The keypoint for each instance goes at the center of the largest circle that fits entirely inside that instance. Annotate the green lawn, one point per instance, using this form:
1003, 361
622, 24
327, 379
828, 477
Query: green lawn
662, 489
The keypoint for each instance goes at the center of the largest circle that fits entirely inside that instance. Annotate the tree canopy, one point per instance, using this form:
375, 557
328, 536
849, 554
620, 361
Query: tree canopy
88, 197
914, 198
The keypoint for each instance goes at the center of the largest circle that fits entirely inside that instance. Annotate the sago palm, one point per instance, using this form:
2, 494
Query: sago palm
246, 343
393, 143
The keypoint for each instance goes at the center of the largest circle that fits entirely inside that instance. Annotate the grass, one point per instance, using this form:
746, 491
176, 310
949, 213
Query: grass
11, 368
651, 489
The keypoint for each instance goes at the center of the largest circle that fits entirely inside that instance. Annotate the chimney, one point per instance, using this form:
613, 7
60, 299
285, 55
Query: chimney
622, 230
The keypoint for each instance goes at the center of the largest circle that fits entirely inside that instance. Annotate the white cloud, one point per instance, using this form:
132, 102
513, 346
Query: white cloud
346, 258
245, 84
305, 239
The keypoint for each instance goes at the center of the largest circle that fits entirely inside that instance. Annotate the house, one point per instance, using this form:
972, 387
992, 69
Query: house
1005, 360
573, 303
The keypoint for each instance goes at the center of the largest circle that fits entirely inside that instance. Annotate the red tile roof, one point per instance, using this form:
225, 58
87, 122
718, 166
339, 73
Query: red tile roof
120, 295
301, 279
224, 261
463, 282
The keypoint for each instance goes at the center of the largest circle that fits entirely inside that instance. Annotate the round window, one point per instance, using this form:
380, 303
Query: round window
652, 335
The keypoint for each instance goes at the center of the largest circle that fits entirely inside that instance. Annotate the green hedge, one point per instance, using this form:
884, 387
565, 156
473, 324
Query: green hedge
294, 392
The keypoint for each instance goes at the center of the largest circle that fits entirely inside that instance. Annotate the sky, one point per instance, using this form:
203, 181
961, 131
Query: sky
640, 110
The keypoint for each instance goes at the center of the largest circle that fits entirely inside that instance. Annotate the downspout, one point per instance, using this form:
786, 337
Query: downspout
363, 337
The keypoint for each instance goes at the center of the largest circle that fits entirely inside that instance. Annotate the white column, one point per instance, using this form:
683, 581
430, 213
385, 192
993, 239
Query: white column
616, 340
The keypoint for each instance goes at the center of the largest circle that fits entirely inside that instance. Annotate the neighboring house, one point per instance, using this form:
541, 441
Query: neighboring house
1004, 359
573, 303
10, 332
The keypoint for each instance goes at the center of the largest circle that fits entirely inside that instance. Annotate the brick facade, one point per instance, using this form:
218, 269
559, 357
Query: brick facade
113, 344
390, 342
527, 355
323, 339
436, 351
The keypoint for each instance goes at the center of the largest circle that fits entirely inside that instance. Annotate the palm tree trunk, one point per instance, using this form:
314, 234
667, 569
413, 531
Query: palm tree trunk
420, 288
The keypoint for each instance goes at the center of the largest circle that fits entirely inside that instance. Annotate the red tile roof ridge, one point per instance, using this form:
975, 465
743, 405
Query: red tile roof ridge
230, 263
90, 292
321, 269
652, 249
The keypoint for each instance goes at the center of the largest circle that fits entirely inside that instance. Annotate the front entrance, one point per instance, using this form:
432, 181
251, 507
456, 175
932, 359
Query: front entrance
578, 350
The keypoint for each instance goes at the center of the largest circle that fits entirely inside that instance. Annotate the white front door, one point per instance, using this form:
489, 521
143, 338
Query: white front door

════

Could you repeat every record above exactly as it stands?

§ RESPONSE:
The keypoint for each instance goes at the center of the largest circle that fits entirely inside that instance. Annotate the green lawn, one point per instance, using this form:
1003, 361
622, 24
327, 379
828, 477
Query: green lawn
662, 489
The keypoint for each instance goes at the center of the largest circle that fits entirely inside that instance. Annotate the tree canopy, one point per instance, using this form:
375, 557
328, 536
849, 554
620, 361
Query: tree canopy
88, 197
914, 198
The keypoint for each instance goes at the center of the largest circle that fits entirely inside that instance. Annotate the sago palm, one point per instance, using this form:
2, 494
Query: sago palm
246, 343
393, 143
The keypoint for each instance goes at the center of the largest circle that fits entirely inside that instance. Annotate the grass, one point per instance, using this form:
746, 491
176, 310
949, 213
Query: grass
11, 368
651, 489
The keypoint for each instance goes at the center of the largest circle that fits entirely inside that instance. Annotate the chimney, one point per instance, using this form:
613, 7
60, 299
285, 55
Query: chimney
622, 230
The keypoint for each instance goes at the center of the largest circle that fits entirely inside that instance. Annotate the white cloud, one point per instance, using this form:
132, 102
513, 346
Query: white cloud
346, 258
245, 84
305, 239
The keypoint for each instance goes at the center of the largest circle that fits entirely inside that instance. Annotate the house, one point per instance, using this form:
972, 387
992, 69
Query: house
1005, 360
573, 303
The keypoint for each instance goes at the center of the largest circle that fits entirely inside that instance. Annotate the red tile roof, one point per instance, using this form:
225, 58
87, 122
718, 166
339, 73
Query: red tile roof
120, 295
301, 279
224, 261
463, 282
The keypoint for each instance goes at the center of the largest circle that fits entirely inside that instance. Annotate the round window, one point per instance, using this form:
380, 303
Query: round window
652, 335
The keypoint for each instance goes at the center of the largest circle that fits entirely inside that instance. Annotate the green hedge, one point per instance, using this form:
884, 387
565, 156
473, 324
Query: green hedge
294, 392
The keypoint for each instance goes at the center of the largest circle that fits entirely inside that instance. Annotate the sky, one point per instance, using this form:
203, 181
961, 131
Query: sky
640, 110
The keypoint for each instance goes at the center of the largest circle that fits entirely inside that instance. Annotate the downspout, one point per instance, using this form:
786, 337
Query: downspout
363, 337
The keypoint for each instance goes at the center of the largest circle that fits entirely inside that instance. Annotate the white column, one point per instance, using this form:
683, 581
430, 213
385, 192
993, 239
Query: white column
616, 340
The keypoint for each instance goes at the center of the largest circle that fits entirely inside that instance. Annotate the neighboring house, one point per instance, using this form:
541, 441
Query: neighboring house
1004, 359
573, 303
10, 332
The keypoint for each instance goes at the center of the largest circle that fits entirely inside that instance. Annotate the brick facade, one point per instance, using this form:
218, 269
559, 357
Query: brick facade
113, 344
390, 342
527, 355
323, 339
436, 351
The keypoint for each instance goes at the center of the largest circle that fits entirely inside that instance. Annotate the palm tree trunk, one point per instance, using this form:
314, 234
667, 569
413, 531
Query: palm tree trunk
420, 288
The keypoint for each instance goes at the center of the largest circle that fits entirely inside that instance. Annotate the red tile roof ridge, one point per instance, using this form:
975, 465
743, 405
Query: red tile roof ridge
230, 263
90, 292
321, 269
652, 249
The keypoint for each instance goes at the center of the largest circle that fits entirely inside that instance. Annotate the front entrance, one point per instance, using this form:
432, 181
251, 507
456, 175
932, 359
Query: front entrance
578, 350
The keypoint for each instance goes at the center of the largest circle that fits entirely inside that instance. Annotate the white front door, one point per instance, using this form:
489, 521
143, 338
Query: white front door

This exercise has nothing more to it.